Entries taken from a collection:
-=-=-

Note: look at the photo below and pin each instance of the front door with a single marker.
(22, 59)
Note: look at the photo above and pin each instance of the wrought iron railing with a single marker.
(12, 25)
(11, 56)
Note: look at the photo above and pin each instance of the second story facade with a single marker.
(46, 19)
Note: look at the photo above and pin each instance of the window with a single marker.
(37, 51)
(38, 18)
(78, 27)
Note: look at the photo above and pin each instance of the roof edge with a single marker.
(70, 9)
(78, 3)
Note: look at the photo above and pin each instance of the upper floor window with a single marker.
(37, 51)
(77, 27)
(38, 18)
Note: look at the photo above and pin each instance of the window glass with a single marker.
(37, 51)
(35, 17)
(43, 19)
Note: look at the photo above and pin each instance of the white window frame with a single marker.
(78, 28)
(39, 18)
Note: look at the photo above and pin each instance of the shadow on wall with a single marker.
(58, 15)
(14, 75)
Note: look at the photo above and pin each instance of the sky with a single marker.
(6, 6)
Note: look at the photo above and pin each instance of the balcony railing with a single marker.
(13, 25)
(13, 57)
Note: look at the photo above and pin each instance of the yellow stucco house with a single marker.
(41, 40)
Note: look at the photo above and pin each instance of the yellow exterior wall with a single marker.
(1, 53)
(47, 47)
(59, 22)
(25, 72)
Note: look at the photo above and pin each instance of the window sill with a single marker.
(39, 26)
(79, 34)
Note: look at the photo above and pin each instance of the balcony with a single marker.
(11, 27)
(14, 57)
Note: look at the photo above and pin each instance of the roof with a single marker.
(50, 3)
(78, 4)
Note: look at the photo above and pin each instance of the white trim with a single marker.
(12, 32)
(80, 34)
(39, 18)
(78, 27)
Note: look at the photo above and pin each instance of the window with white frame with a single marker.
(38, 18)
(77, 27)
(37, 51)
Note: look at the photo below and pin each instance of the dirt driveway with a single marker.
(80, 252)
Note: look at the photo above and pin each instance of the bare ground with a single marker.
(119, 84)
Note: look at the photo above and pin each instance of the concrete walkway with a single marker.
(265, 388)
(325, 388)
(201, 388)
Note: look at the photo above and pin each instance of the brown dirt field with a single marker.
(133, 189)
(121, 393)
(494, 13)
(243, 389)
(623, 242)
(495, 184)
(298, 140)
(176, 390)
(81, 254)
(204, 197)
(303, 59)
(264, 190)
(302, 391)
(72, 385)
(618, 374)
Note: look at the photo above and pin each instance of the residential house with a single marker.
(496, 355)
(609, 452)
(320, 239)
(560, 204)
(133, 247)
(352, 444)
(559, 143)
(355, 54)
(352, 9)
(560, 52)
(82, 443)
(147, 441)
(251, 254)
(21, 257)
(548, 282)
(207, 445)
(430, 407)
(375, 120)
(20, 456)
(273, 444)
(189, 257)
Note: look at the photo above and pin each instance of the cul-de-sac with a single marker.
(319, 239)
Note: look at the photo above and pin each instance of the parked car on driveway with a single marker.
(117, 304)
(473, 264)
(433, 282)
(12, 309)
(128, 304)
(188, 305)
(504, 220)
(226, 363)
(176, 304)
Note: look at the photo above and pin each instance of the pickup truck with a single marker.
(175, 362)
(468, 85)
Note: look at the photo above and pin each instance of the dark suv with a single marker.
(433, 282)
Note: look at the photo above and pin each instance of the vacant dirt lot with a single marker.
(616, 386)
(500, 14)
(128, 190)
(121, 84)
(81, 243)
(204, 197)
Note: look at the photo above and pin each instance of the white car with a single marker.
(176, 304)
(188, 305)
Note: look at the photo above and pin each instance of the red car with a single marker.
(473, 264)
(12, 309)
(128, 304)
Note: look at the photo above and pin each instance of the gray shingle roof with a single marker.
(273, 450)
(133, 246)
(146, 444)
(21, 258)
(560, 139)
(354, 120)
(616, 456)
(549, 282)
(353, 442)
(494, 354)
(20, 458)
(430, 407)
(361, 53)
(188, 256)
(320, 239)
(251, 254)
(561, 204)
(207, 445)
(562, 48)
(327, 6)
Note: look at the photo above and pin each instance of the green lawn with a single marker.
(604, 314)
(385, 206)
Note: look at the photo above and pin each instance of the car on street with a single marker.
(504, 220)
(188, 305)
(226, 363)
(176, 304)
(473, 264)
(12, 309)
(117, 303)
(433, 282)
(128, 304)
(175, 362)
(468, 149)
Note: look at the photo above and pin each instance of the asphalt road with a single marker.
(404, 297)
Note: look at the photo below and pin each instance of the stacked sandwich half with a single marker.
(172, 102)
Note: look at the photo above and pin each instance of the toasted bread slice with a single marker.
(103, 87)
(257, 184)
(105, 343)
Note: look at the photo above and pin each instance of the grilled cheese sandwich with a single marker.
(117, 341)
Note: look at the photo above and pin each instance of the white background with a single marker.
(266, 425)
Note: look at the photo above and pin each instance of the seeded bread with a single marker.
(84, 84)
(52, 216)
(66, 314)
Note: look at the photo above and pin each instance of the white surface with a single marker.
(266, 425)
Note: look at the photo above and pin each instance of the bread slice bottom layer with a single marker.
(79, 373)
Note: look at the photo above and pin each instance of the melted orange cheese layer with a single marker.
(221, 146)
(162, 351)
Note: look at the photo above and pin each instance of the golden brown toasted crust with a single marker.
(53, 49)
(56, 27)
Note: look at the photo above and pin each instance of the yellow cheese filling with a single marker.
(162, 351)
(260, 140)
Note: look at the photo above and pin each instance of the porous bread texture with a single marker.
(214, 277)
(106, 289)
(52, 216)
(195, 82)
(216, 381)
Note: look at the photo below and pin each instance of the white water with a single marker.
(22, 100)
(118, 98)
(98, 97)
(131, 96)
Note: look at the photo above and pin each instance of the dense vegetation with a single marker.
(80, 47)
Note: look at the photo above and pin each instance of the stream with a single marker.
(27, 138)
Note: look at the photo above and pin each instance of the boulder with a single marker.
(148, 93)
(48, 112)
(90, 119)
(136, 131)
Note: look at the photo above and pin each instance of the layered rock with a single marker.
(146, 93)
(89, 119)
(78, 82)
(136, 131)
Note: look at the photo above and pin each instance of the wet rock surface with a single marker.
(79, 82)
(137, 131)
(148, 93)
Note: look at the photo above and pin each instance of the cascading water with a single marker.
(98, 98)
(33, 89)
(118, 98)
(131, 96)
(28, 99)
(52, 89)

-=-=-

INSTRUCTIONS FOR THE TASK: Word for word, give the records again.

SOLUTION TO THE PROBLEM:
Note: look at the photo below and pin each instance of the front door with a single marker.
(22, 59)
Note: look at the photo above and pin each instance of the wrought iron railing with a single marker.
(12, 25)
(11, 56)
Note: look at the photo above and pin each instance of the second story facade with a single marker.
(46, 19)
Note: look at the photo above and pin each instance of the window with a single marker.
(37, 51)
(38, 18)
(78, 27)
Note: look at the photo above and pin each instance of the roof edge with a single marker.
(70, 9)
(78, 3)
Note: look at the photo above and pin each instance of the upper floor window with a single marker.
(37, 51)
(77, 27)
(38, 18)
Note: look at the photo above and pin each instance of the window glass with a single marker.
(37, 51)
(35, 17)
(43, 19)
Note: look at the photo above and pin each instance of the white window frame with a single marker.
(78, 28)
(39, 18)
Note: look at the photo above and pin each instance of the shadow on wall with a single marker.
(58, 15)
(14, 75)
Note: look at the photo above and pin each instance of the sky with a single marker.
(6, 6)
Note: look at the photo above and pin each instance of the balcony railing with a single marker.
(13, 25)
(13, 57)
Note: look at the photo above and pin each instance of the yellow stucco house with a single marker.
(41, 40)
Note: look at the photo above and pin each instance of the yellow exterior wall with a single marker.
(1, 53)
(47, 47)
(59, 22)
(25, 72)
Note: look at the photo above and pin each instance of the window sill with a single marker.
(39, 26)
(79, 34)
Note: look at the photo above and pin each instance of the balcony with a single marker.
(11, 27)
(14, 57)
Note: look at the photo above and pin each instance of the roof with a single marker.
(50, 3)
(78, 4)
Note: look at the photo above and pin each instance of the white trim with a single marker.
(12, 32)
(80, 34)
(39, 18)
(78, 27)
Note: look at the photo above and pin each instance of the window with white frame with a single marker.
(38, 18)
(77, 27)
(37, 51)
Note: look at the photo below and pin each instance of the dirt driveway with a single marker.
(80, 252)
Note: look at the photo above and pin each instance of the bare ground with a single marker.
(119, 84)
Note: look at the photo above and pin each instance of the concrete walkway with a single marker.
(265, 388)
(325, 388)
(201, 388)
Note: look at the photo above and pin each instance of the brown dirt field with a single marker.
(133, 189)
(121, 393)
(494, 13)
(243, 389)
(623, 242)
(495, 184)
(298, 140)
(176, 390)
(81, 254)
(204, 197)
(303, 59)
(264, 190)
(302, 391)
(72, 385)
(618, 374)
Note: look at the photo above and pin each instance of the residential house with a single marker.
(496, 355)
(609, 452)
(320, 239)
(560, 204)
(133, 247)
(352, 444)
(559, 143)
(355, 54)
(352, 9)
(560, 52)
(82, 443)
(147, 441)
(251, 254)
(21, 257)
(548, 282)
(207, 445)
(430, 407)
(375, 120)
(20, 456)
(273, 444)
(189, 257)
Note: look at the photo above and pin each instance of the cul-de-sac with a single marker.
(319, 239)
Note: look at the photo above and pin each instance of the parked car on driveway with a single marker.
(117, 304)
(473, 264)
(433, 282)
(12, 309)
(128, 304)
(188, 305)
(504, 220)
(226, 363)
(176, 304)
Note: look at the photo above and pin each instance of the pickup truck with a single marker.
(175, 362)
(468, 85)
Note: look at the photo above and pin each instance of the dark suv with a single marker.
(433, 282)
Note: look at the photo above and pin each instance of the vacant dirt lot with a single marker.
(616, 386)
(500, 14)
(128, 190)
(121, 84)
(81, 243)
(204, 197)
Note: look at the photo above and pin each instance of the white car with a single marker.
(176, 304)
(188, 305)
Note: look at the photo above and pin each instance of the red car with a single marker.
(473, 264)
(12, 309)
(128, 304)
Note: look at the photo above and pin each instance of the gray shingle roof with a single marker.
(273, 450)
(133, 246)
(146, 444)
(21, 258)
(560, 139)
(354, 120)
(616, 456)
(549, 282)
(353, 442)
(494, 354)
(20, 458)
(430, 407)
(361, 53)
(188, 256)
(320, 239)
(251, 254)
(561, 204)
(207, 445)
(562, 48)
(327, 6)
Note: look at the photo above and pin each instance of the green lawn with a single marker.
(604, 314)
(385, 206)
Note: look at the photo above and pin each instance of the car on street with a single marker.
(504, 220)
(188, 305)
(226, 363)
(176, 304)
(473, 264)
(12, 309)
(117, 303)
(433, 282)
(128, 304)
(175, 362)
(468, 149)
Note: look at the photo above and pin each instance of the asphalt road with a single marker.
(404, 297)
Note: look at the photo below and pin each instance of the stacked sandwich half with a single marker.
(172, 102)
Note: look at the photo above and pin each instance of the toasted bread slice with a single marker.
(103, 87)
(257, 184)
(105, 343)
Note: look at the photo above and pin each instance of the grilled cheese sandwich with a single marker.
(117, 341)
Note: look at the photo above and pin each instance of the white background with a single marker.
(266, 425)
Note: look at the photo above and pin each instance of the seeded bread with a single marker.
(84, 84)
(52, 216)
(66, 314)
Note: look at the photo above and pin each instance of the white surface with a single marker.
(266, 425)
Note: look at the photo above and pin each instance of the bread slice bottom layer with a single marker.
(79, 373)
Note: look at the photo above and pin each instance of the melted orange cheese layer with a single marker.
(221, 146)
(162, 351)
Note: look at the photo above and pin each instance of the golden brown toasted crust with a single marker.
(53, 49)
(56, 27)
Note: look at the photo above and pin each instance of the yellow cheese filling with a single marker.
(162, 351)
(260, 140)
Note: look at the photo above and pin each instance of the porous bread texture with a single marker.
(214, 277)
(106, 289)
(52, 216)
(195, 82)
(216, 381)
Note: look at the photo below and pin each instance of the white water with a single marker.
(22, 100)
(118, 98)
(98, 97)
(131, 96)
Note: look at the photo above and pin each instance of the dense vegetation with a single marker.
(80, 47)
Note: look at the photo above and pin each instance of the stream with a single marker.
(27, 138)
Note: look at the photo above and pin each instance of the boulder with a single marker.
(148, 93)
(48, 112)
(90, 119)
(136, 131)
Note: look at the photo above and pin each instance of the layered rock with a single marker.
(146, 93)
(89, 119)
(78, 82)
(136, 131)
Note: look at the photo above and pin each instance of the wet rock surface with a single marker.
(79, 82)
(137, 131)
(148, 93)
Note: look at the photo above and pin each instance of the cascading water with a single marker.
(98, 98)
(33, 89)
(118, 98)
(131, 96)
(28, 99)
(52, 89)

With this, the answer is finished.